Task brief =
Edit the entries from the line that contains "# point at: short sleeve (one per instance)" through the end of the entries, replacing "plaid shorts" with "checkered shorts" and leaving every other line as it is.

## START

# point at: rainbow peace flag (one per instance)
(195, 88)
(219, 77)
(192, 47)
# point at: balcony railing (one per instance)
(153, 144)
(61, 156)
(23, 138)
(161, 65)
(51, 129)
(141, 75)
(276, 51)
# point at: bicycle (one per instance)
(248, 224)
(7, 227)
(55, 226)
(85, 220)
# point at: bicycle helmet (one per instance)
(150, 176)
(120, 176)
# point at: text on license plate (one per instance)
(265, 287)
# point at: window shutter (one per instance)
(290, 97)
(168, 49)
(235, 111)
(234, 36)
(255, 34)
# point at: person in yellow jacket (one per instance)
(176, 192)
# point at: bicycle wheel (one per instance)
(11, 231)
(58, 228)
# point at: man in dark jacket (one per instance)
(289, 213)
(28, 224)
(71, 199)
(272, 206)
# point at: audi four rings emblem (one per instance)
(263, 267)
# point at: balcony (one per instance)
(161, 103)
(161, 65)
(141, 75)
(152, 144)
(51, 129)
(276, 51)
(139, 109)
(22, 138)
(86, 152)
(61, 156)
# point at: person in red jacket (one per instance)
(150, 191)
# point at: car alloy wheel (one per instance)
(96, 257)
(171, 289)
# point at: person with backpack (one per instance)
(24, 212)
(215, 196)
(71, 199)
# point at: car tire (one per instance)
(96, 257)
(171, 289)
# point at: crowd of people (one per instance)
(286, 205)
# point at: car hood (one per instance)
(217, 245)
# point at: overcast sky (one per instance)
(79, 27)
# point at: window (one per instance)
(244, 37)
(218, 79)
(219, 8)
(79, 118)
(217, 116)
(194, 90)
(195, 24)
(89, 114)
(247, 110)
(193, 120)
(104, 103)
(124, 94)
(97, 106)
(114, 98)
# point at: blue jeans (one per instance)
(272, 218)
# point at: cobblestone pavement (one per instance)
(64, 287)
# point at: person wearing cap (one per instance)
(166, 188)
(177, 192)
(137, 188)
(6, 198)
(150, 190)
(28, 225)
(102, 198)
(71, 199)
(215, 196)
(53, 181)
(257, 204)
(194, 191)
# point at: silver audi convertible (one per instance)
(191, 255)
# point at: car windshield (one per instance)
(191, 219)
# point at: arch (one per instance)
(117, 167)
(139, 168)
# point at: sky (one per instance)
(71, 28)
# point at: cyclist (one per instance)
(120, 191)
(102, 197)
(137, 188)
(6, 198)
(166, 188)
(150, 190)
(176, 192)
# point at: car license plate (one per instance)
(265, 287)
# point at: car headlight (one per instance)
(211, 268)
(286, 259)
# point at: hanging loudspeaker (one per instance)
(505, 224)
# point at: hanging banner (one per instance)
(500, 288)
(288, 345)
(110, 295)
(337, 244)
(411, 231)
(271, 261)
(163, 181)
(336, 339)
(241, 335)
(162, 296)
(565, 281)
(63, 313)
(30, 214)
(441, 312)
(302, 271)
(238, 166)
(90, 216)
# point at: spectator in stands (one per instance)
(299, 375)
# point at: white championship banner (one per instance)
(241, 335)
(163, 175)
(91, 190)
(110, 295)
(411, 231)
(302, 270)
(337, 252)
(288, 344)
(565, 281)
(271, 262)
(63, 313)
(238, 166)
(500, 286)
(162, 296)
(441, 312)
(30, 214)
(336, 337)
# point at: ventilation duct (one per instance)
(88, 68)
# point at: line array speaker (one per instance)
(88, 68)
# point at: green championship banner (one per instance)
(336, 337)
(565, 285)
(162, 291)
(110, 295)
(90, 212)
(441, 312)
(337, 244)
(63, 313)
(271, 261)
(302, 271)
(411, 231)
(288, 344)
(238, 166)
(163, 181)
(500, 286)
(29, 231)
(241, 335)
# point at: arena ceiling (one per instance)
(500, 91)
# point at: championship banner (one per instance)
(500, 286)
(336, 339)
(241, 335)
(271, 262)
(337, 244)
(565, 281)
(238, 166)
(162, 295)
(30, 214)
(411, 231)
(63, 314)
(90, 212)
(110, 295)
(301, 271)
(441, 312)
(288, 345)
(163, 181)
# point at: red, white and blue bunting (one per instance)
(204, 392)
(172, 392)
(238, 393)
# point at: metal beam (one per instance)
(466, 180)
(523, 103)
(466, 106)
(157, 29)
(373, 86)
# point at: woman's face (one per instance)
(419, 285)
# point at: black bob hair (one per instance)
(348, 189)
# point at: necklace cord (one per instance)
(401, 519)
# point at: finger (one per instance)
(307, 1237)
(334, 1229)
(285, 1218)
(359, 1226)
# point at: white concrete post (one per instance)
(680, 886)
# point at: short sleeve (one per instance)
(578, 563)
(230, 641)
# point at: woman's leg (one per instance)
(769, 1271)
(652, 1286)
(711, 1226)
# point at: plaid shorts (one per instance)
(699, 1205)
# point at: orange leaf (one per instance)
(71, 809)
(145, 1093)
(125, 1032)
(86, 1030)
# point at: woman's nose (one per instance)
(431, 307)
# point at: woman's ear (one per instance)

## END

Exercise result =
# point at: short sleeve (one per instance)
(578, 563)
(230, 641)
# point at: woman's leg (one per instance)
(769, 1271)
(652, 1286)
(711, 1226)
# point at: checkered shorts (one per instance)
(699, 1205)
# point at: orange leaf (one per instance)
(71, 809)
(145, 1093)
(125, 1032)
(86, 1030)
# point at: woman's nose (one per instance)
(431, 307)
# point at: woman's ear (one per instance)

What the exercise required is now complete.